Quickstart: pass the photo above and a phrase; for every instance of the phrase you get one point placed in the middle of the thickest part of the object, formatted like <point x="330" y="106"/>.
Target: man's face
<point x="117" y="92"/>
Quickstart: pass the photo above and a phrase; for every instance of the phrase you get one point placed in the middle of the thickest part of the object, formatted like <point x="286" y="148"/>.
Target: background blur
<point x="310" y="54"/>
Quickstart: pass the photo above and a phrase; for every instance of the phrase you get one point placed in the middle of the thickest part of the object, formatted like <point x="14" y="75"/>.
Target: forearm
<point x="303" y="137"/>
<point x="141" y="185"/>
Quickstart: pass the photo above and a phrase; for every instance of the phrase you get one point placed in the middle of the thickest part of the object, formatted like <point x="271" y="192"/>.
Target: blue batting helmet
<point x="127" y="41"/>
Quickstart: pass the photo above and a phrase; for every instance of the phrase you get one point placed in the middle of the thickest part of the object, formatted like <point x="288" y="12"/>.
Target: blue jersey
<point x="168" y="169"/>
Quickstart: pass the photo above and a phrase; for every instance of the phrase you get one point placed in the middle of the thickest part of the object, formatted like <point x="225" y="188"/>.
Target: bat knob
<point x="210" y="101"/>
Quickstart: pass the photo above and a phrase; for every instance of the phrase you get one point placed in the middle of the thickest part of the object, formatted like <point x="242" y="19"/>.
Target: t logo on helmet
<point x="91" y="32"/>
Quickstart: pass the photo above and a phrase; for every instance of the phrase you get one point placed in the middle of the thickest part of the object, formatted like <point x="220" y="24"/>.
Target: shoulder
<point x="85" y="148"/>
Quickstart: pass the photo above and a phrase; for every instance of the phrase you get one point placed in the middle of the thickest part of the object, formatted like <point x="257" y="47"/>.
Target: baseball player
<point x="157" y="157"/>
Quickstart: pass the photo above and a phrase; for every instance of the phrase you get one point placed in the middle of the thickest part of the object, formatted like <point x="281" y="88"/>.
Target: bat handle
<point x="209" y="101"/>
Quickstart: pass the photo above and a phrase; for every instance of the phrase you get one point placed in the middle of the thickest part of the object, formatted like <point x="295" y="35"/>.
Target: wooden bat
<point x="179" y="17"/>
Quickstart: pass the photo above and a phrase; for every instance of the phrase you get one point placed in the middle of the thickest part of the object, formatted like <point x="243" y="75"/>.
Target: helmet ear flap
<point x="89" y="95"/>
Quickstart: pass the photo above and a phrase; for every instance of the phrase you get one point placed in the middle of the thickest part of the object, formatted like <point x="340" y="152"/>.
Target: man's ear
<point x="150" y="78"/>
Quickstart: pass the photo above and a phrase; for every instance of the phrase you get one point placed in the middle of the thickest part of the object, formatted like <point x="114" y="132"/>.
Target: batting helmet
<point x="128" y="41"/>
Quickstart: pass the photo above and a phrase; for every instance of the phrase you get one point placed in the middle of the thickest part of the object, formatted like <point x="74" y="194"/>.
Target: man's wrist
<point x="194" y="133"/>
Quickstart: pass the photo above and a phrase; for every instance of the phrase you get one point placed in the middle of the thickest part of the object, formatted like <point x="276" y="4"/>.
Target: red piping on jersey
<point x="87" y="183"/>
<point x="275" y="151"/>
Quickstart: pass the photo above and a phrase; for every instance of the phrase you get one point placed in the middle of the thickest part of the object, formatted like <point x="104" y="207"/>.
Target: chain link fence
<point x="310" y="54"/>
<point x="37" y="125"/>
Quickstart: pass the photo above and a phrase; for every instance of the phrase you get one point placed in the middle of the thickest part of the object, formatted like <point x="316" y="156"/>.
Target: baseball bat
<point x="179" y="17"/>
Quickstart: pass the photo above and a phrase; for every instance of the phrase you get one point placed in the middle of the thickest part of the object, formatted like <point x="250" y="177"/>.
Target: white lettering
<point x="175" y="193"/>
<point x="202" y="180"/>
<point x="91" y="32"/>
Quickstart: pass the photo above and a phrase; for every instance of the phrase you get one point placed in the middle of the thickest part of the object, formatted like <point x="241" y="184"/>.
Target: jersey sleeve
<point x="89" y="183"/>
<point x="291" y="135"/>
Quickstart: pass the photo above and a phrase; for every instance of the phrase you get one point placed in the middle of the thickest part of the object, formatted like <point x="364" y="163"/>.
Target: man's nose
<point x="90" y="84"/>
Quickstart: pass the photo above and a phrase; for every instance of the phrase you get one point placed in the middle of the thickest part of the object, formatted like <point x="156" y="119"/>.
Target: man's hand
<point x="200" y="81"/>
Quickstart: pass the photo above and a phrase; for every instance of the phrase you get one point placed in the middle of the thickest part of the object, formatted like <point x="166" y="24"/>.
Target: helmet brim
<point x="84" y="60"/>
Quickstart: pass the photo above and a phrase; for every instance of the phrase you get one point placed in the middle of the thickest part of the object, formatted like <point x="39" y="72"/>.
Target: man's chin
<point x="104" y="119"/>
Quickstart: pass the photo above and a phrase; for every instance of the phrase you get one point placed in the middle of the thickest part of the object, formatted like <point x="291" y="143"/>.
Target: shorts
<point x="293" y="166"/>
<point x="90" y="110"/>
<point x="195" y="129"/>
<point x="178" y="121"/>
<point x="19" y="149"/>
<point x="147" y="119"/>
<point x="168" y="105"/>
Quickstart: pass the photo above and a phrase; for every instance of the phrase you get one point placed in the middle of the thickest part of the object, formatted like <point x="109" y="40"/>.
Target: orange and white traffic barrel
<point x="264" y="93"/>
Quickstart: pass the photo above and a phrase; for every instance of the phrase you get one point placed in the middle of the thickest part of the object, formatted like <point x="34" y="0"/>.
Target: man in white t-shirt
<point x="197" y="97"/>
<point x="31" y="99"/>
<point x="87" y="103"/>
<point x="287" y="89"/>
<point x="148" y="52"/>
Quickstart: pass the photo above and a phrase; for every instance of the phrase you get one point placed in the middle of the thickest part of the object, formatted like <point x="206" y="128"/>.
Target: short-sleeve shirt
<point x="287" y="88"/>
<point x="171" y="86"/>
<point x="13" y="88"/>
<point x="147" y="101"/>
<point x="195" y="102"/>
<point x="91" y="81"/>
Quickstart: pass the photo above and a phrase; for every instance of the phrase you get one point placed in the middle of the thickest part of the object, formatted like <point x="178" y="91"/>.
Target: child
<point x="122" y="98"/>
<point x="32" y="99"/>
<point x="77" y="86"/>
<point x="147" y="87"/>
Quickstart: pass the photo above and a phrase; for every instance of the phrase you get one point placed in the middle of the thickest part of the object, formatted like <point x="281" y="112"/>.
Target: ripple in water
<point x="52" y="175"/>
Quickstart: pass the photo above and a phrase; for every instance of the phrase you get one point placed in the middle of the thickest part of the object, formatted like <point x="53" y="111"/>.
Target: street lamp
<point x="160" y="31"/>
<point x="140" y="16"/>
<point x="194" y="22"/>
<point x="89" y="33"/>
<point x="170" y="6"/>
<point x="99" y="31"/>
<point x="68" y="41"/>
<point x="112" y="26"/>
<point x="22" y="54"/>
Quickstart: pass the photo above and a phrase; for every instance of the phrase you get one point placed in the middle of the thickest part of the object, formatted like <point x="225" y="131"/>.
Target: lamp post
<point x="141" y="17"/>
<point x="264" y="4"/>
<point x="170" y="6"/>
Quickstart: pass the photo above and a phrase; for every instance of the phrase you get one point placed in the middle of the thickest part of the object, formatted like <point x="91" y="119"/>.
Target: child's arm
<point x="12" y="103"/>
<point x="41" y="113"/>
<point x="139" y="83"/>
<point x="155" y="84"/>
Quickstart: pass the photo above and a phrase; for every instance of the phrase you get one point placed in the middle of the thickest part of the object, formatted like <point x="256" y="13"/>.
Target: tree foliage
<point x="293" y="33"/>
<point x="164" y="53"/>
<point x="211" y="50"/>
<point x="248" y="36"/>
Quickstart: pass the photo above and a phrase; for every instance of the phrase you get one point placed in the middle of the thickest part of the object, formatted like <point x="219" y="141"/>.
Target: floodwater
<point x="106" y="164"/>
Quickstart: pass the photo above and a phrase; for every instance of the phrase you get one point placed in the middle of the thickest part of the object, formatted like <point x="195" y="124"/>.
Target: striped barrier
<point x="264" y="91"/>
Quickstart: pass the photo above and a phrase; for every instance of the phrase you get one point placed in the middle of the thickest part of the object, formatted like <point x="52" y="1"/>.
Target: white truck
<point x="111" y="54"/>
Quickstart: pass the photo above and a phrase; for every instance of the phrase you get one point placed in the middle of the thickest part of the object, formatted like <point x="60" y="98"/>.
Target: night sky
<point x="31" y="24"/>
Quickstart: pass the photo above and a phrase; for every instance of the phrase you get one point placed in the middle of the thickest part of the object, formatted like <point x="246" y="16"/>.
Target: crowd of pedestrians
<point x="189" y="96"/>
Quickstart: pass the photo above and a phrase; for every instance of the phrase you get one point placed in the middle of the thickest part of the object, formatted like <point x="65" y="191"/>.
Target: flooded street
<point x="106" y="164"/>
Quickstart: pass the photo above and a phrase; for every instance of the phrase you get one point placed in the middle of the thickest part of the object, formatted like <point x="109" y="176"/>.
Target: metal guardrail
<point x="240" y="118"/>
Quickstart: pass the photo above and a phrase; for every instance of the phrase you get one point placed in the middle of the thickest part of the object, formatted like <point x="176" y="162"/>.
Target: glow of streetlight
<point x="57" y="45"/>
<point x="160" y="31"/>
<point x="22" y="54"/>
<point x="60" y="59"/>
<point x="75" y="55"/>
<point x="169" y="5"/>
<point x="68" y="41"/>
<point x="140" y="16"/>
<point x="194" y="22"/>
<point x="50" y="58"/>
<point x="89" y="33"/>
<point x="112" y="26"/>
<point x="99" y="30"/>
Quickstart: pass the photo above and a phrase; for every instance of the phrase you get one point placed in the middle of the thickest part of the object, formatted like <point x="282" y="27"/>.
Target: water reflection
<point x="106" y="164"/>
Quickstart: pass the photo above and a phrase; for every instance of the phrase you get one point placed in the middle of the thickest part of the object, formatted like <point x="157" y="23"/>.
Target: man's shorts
==
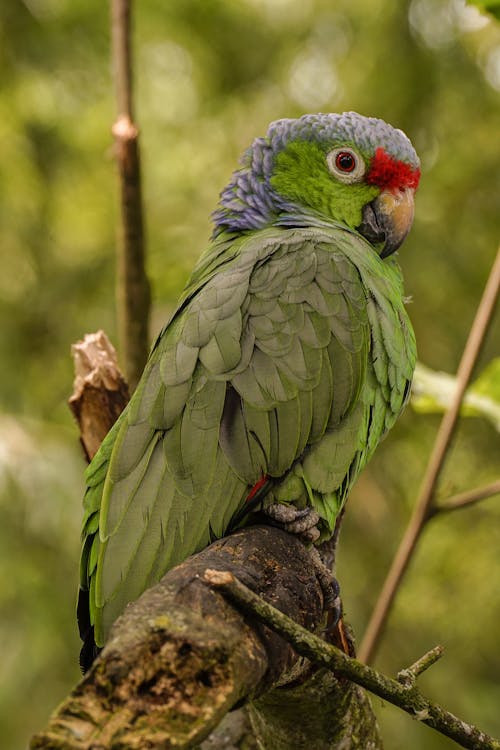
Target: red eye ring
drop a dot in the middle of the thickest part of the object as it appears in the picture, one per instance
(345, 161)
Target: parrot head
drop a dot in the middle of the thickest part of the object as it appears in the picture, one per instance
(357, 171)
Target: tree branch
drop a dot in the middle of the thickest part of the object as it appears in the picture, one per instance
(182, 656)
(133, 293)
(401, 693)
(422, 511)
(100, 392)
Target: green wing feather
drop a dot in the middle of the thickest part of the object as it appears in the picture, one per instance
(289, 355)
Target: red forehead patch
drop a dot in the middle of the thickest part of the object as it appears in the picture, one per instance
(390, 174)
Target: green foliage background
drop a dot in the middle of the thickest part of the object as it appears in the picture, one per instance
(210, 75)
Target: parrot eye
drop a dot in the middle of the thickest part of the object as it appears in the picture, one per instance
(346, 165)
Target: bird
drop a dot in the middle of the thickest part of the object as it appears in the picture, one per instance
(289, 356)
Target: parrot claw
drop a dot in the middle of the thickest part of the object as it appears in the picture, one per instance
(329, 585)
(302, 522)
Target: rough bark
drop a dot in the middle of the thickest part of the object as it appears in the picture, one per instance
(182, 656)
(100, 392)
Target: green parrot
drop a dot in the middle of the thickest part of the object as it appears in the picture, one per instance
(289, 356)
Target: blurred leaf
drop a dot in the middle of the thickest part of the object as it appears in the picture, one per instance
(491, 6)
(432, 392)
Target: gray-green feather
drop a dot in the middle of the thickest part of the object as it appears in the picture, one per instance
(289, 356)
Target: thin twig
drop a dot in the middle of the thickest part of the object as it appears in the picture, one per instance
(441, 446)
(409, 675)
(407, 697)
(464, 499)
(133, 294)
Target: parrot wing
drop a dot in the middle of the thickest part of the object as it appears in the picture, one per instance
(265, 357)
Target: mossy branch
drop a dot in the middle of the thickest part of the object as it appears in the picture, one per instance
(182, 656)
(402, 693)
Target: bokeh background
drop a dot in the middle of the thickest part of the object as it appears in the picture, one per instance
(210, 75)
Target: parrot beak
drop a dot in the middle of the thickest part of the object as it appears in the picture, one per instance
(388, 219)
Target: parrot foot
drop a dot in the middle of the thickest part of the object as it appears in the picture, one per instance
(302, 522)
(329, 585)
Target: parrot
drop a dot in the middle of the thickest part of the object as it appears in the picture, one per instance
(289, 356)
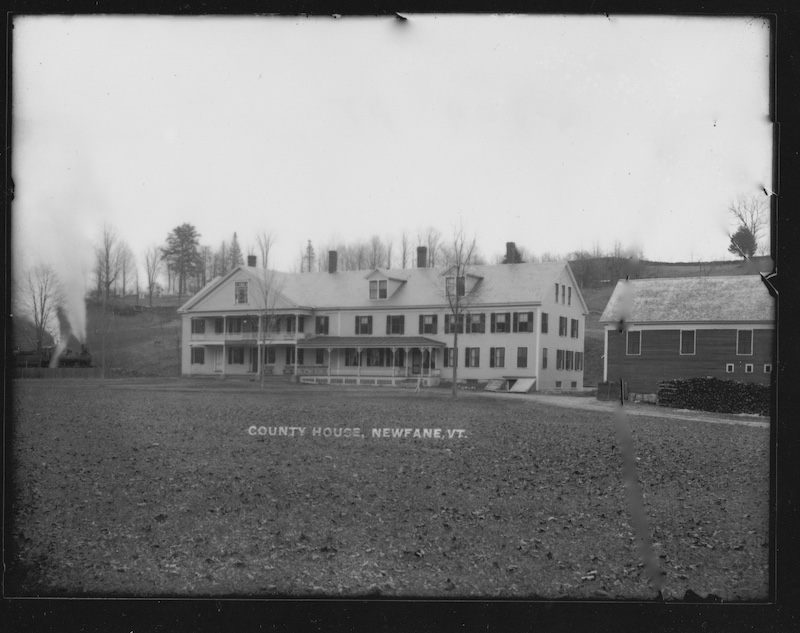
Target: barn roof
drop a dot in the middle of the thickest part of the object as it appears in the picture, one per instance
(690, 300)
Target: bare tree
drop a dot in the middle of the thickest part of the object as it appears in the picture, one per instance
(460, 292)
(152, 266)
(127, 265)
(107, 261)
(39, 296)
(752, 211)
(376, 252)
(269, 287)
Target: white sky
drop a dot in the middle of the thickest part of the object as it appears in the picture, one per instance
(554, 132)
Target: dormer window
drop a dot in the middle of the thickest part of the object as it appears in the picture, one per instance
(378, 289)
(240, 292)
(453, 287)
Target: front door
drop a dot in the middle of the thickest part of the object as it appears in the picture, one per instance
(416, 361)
--
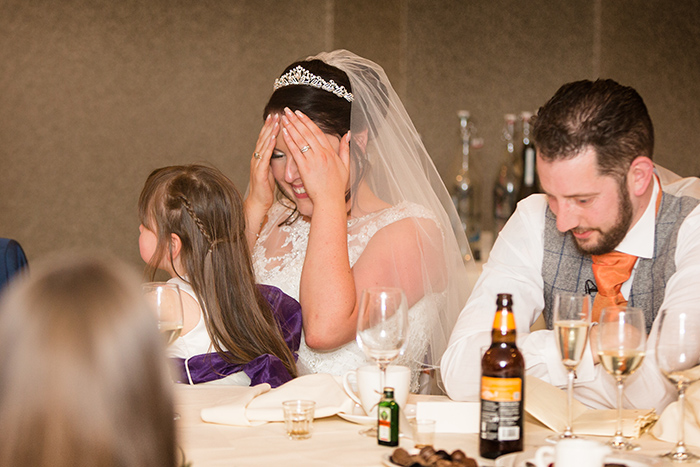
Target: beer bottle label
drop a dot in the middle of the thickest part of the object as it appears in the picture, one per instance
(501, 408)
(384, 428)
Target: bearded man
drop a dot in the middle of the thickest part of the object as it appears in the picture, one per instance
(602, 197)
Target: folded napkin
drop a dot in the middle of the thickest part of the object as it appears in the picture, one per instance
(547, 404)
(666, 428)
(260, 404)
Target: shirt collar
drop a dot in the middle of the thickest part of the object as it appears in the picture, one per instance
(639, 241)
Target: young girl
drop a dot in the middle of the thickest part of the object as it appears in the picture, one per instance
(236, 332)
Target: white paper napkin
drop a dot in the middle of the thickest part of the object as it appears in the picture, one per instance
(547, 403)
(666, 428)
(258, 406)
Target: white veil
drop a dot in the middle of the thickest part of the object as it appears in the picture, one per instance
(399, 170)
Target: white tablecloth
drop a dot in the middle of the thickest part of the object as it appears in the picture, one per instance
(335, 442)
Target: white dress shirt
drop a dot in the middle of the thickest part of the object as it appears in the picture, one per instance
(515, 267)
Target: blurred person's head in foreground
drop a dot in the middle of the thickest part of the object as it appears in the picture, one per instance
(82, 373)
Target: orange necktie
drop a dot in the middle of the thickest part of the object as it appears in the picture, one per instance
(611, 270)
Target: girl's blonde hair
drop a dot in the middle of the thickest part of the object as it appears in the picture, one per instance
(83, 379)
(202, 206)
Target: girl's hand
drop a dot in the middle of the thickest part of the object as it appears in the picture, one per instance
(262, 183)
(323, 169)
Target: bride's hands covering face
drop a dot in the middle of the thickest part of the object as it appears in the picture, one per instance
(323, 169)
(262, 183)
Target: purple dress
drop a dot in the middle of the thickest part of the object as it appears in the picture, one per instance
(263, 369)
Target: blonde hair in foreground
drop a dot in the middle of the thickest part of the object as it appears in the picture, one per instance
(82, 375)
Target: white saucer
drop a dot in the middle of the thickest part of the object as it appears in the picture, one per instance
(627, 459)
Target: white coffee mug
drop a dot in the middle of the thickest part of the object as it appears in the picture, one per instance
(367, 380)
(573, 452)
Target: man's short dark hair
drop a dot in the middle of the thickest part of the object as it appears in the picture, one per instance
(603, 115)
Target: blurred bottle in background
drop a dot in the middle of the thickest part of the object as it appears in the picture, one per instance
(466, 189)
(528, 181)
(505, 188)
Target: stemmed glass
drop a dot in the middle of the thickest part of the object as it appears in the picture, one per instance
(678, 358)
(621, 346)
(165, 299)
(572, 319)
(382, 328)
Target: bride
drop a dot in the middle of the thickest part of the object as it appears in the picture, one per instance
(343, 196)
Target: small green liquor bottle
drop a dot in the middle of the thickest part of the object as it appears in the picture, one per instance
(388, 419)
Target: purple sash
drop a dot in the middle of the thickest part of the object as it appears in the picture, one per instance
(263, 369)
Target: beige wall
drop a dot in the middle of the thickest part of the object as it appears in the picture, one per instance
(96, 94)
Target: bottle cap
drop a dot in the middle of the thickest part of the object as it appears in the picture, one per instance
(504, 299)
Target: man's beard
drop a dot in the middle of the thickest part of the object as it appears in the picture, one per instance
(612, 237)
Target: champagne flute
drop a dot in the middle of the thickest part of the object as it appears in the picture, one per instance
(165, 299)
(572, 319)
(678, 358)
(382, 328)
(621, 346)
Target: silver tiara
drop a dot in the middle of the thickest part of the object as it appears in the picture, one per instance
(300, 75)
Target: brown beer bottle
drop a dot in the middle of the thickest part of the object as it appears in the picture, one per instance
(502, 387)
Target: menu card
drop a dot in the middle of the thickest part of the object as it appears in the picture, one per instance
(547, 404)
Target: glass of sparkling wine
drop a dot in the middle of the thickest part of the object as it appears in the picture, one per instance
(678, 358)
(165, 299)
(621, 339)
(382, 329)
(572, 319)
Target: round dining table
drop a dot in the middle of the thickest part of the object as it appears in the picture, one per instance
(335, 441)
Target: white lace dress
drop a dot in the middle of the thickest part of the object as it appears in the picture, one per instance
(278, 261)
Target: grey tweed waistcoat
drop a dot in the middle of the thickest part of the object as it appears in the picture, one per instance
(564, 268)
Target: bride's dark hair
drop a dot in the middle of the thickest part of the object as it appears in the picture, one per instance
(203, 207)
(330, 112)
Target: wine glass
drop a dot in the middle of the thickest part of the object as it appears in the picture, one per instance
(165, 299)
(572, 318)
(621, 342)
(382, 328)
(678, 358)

> [Task details]: Count the lines above that contain "branch", and give only the number.

> [Written reply]: 2